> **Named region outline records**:

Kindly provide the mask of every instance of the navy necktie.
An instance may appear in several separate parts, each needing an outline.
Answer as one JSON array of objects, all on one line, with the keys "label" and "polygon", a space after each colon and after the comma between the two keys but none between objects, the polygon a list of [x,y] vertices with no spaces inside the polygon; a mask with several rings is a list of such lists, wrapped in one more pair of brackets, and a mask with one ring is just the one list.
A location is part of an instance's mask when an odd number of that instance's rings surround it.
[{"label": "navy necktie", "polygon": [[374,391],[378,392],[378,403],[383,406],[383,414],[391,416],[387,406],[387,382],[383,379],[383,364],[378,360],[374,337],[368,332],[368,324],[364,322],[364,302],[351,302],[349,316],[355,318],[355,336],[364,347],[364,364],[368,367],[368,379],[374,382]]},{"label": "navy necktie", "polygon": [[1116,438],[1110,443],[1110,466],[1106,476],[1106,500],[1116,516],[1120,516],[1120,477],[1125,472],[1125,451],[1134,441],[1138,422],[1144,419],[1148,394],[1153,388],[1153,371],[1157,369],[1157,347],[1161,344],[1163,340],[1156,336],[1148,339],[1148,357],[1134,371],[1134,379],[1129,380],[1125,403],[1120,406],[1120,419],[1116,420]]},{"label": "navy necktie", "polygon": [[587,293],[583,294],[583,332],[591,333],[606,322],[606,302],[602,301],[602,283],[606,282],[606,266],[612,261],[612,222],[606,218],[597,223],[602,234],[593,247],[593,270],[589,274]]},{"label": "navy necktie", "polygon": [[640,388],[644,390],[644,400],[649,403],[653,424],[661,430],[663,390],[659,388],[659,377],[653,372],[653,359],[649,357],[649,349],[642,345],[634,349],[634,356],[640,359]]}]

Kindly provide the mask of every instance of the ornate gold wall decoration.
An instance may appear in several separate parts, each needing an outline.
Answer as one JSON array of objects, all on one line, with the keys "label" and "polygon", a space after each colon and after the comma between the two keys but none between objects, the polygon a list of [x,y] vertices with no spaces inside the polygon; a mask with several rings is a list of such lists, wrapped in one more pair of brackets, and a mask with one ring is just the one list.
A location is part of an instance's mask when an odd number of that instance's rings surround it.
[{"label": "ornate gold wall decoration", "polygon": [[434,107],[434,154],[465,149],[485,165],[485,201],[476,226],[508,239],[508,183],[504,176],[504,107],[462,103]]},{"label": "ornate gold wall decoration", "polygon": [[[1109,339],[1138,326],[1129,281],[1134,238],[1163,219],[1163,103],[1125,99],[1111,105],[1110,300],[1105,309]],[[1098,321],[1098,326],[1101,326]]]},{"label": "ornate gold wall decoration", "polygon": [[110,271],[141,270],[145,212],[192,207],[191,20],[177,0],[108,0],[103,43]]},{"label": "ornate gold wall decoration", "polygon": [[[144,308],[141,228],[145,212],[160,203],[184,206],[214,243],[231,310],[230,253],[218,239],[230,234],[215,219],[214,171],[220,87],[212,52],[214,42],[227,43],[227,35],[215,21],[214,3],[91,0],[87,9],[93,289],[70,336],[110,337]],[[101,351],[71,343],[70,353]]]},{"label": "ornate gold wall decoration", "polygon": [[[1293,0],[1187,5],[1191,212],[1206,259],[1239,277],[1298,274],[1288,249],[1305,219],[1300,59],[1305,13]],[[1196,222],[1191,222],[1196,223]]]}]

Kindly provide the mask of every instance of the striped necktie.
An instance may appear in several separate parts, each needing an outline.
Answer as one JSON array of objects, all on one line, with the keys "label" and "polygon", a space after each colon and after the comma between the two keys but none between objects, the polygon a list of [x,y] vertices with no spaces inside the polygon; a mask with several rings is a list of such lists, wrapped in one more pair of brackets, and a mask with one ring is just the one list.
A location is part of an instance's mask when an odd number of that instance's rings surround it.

> **YOUR TASK**:
Please pick out and copy in full every line of the records above that contains the string "provide". Case counts, so only lines that match its capitalization qualify.

> **WRITTEN SOLUTION**:
Kindly provide the mask of every instance of the navy necktie.
Kindly provide the mask of every instance of the ornate gold wall decoration.
Kindly provide the mask of every instance of the striped necktie.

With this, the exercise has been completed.